→ Directive: Please rewrite the rows from the line with "of the framed" to the line with "x=312, y=234", both ends included. Keep the requests unchanged and scale every coordinate in the answers by 0.9, rounding to whole numbers with halves going up.

→ Data to use:
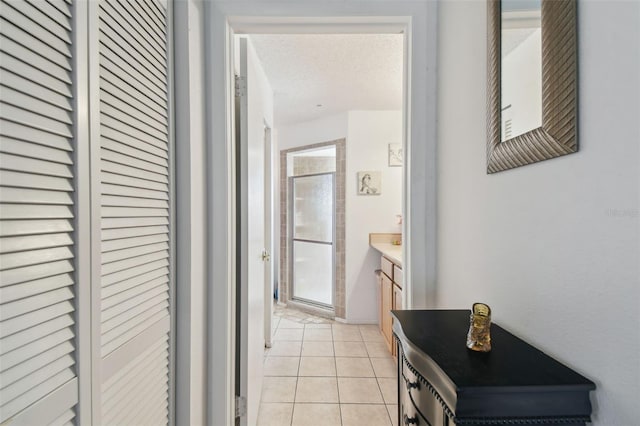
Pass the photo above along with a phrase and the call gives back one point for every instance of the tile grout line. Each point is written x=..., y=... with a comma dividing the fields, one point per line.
x=335, y=364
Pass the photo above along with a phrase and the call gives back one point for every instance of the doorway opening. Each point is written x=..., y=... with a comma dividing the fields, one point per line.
x=365, y=97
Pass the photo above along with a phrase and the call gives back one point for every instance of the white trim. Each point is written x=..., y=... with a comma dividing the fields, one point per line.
x=83, y=212
x=418, y=19
x=171, y=139
x=96, y=214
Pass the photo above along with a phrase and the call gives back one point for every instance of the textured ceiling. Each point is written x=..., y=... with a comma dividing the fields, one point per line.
x=340, y=72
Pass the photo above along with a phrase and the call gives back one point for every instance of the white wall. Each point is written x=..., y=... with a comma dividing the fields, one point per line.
x=321, y=130
x=368, y=134
x=553, y=247
x=368, y=137
x=190, y=214
x=260, y=111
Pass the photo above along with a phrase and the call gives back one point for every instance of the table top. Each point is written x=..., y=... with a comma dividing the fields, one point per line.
x=441, y=336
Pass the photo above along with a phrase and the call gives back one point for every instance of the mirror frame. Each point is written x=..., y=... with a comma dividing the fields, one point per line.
x=558, y=134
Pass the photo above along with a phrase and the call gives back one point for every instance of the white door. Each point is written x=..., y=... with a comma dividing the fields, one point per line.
x=133, y=197
x=268, y=239
x=38, y=144
x=250, y=210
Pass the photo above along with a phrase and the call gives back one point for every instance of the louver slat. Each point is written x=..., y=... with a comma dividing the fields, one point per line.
x=135, y=210
x=37, y=300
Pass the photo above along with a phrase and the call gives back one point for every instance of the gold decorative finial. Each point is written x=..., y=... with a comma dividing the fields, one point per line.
x=479, y=336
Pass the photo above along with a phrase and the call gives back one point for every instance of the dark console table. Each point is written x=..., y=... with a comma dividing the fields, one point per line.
x=441, y=382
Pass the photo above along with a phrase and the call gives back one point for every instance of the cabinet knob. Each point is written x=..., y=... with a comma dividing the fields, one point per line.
x=410, y=420
x=411, y=385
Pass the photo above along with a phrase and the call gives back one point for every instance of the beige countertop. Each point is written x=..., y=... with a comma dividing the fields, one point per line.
x=383, y=243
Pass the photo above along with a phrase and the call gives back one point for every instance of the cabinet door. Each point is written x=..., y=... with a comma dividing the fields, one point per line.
x=397, y=298
x=396, y=303
x=386, y=297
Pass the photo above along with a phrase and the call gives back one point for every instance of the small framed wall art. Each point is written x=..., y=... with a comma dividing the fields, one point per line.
x=369, y=183
x=395, y=155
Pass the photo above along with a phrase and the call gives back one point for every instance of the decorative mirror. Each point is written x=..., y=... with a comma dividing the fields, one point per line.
x=531, y=82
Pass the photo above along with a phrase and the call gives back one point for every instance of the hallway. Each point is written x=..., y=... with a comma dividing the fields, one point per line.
x=323, y=373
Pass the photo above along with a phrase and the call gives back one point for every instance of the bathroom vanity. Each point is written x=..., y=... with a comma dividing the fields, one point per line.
x=390, y=282
x=441, y=382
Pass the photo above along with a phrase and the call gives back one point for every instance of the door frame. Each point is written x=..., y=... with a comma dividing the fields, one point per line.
x=417, y=20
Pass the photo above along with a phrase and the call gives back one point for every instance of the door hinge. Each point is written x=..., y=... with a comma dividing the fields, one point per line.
x=241, y=86
x=241, y=406
x=266, y=256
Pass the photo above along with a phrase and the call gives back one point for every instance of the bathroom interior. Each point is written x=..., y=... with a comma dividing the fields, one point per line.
x=333, y=104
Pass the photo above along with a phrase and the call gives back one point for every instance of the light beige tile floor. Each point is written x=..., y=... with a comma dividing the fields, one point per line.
x=324, y=373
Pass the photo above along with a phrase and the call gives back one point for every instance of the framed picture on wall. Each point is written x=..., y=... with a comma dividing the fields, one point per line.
x=395, y=155
x=369, y=183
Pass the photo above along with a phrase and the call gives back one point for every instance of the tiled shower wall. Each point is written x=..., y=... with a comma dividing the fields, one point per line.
x=306, y=166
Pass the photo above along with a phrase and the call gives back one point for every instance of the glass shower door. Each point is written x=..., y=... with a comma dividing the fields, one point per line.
x=312, y=234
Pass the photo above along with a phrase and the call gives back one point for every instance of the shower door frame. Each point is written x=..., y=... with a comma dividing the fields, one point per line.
x=291, y=239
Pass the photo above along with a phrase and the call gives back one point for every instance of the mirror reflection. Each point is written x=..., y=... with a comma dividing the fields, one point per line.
x=520, y=67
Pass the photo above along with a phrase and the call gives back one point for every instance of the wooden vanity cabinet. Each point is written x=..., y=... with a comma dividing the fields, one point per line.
x=390, y=299
x=386, y=297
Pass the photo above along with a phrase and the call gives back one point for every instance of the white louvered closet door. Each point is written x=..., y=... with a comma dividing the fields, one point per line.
x=38, y=382
x=135, y=208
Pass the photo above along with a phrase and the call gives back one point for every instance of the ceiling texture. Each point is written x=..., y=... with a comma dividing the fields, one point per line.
x=317, y=75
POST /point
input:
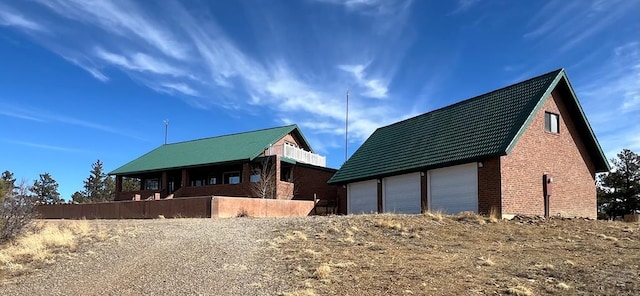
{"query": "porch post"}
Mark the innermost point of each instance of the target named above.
(185, 178)
(165, 182)
(276, 178)
(118, 185)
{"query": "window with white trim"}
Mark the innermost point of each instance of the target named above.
(231, 178)
(552, 122)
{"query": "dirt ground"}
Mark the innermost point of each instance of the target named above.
(427, 254)
(461, 255)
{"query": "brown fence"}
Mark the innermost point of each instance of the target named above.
(226, 207)
(188, 207)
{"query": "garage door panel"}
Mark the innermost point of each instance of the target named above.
(454, 189)
(362, 197)
(401, 194)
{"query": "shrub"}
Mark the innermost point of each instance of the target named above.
(16, 211)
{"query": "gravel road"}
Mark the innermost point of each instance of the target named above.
(165, 257)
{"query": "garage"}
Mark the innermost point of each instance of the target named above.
(454, 189)
(401, 194)
(362, 197)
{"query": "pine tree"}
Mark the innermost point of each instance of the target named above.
(46, 189)
(7, 183)
(619, 190)
(130, 184)
(79, 197)
(97, 187)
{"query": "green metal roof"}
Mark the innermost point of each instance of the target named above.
(242, 146)
(484, 126)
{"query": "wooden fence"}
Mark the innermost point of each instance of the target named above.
(184, 207)
(187, 207)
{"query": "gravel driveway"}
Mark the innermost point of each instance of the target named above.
(165, 257)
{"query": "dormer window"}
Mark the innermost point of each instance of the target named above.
(552, 122)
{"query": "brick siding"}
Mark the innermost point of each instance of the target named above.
(563, 156)
(489, 186)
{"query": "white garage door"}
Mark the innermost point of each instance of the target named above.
(454, 189)
(362, 197)
(401, 194)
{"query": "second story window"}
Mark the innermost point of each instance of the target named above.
(232, 178)
(552, 122)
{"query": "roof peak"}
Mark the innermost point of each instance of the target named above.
(557, 72)
(293, 126)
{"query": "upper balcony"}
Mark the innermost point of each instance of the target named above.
(297, 154)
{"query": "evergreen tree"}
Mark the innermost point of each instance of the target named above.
(7, 184)
(97, 187)
(46, 189)
(79, 197)
(619, 190)
(130, 184)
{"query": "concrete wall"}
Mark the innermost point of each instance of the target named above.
(563, 156)
(226, 207)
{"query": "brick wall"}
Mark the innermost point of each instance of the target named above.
(312, 180)
(563, 156)
(489, 186)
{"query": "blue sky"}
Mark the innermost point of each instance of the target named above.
(86, 80)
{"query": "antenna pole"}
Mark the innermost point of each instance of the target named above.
(346, 129)
(166, 130)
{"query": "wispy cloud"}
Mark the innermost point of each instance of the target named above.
(371, 7)
(373, 88)
(122, 18)
(611, 96)
(190, 56)
(43, 116)
(464, 5)
(11, 18)
(42, 146)
(570, 23)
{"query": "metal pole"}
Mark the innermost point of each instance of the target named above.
(346, 130)
(166, 130)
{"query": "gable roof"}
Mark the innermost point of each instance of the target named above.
(234, 147)
(484, 126)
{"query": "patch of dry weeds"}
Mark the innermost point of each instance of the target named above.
(460, 254)
(43, 244)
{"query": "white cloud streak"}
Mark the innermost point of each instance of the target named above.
(11, 18)
(42, 116)
(190, 56)
(611, 98)
(42, 146)
(573, 22)
(373, 88)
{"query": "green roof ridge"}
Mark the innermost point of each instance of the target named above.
(483, 126)
(224, 148)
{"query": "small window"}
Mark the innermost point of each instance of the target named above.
(152, 184)
(232, 178)
(285, 174)
(552, 122)
(255, 178)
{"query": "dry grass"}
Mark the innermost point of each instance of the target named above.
(323, 271)
(43, 244)
(520, 291)
(563, 286)
(437, 254)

→ Output for this exercise:
Pass the photo above along with a phrase and the call gives back one point for every instance of the framed picture on wall. Each point is written x=..., y=... with a comma dividing the fields, one point per line.
x=356, y=140
x=332, y=165
Pass the photo above along with a phrase and the call gives back one point for every instance of the tiled shower wall. Each point is written x=..., y=... with a comma dividing the fields, one point per line.
x=275, y=149
Pass the photo above along with a phrase and the call gives back one point for every instance of the glass shower door. Each point is written x=..., y=... with a comma dividing the fields, one point per line.
x=281, y=211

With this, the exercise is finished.